[Examples of mask labeling]

■ ■ ■ ■ ■ ■ ■

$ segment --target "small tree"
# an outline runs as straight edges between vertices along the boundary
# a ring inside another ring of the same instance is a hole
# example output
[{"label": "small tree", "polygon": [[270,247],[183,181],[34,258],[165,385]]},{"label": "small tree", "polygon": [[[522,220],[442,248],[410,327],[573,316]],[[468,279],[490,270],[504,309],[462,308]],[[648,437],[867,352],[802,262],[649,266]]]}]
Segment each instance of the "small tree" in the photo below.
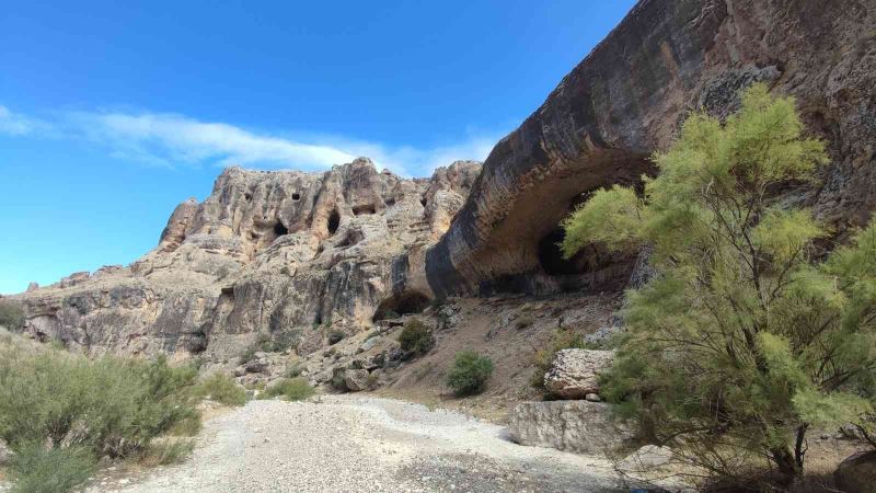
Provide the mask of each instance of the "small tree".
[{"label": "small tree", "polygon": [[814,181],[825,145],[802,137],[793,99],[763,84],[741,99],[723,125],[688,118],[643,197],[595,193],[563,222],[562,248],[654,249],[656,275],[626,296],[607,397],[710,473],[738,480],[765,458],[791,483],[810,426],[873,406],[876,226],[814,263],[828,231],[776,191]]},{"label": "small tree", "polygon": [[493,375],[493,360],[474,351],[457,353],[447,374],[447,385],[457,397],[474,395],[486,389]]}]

■ ■ ■ ■ ■ ■ ■

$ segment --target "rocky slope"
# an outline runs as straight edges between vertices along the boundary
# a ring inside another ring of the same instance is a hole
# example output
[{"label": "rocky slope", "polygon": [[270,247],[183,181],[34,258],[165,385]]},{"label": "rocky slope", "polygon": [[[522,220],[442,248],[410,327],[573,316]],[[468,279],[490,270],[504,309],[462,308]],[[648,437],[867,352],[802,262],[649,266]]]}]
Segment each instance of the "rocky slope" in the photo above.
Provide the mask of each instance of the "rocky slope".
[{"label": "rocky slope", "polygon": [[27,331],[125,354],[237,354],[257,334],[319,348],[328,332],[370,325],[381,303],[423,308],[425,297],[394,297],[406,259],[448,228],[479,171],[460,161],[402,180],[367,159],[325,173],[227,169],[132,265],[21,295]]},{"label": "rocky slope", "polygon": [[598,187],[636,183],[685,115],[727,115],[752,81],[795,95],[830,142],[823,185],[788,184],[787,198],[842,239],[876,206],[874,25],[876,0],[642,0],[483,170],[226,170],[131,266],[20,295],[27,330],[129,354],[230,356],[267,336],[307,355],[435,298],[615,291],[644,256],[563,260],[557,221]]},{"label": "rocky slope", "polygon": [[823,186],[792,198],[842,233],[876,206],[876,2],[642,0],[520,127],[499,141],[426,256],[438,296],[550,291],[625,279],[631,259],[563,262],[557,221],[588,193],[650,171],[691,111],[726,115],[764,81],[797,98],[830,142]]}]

■ ■ ■ ■ ■ ■ ■

» What you are asked to do: Extract each line of the data above that contains the string "target". Treat uppercase and lowercase letters as distinct.

» Solution to this exercise:
$ segment --target "small tree"
$ segment --target "rocky slope"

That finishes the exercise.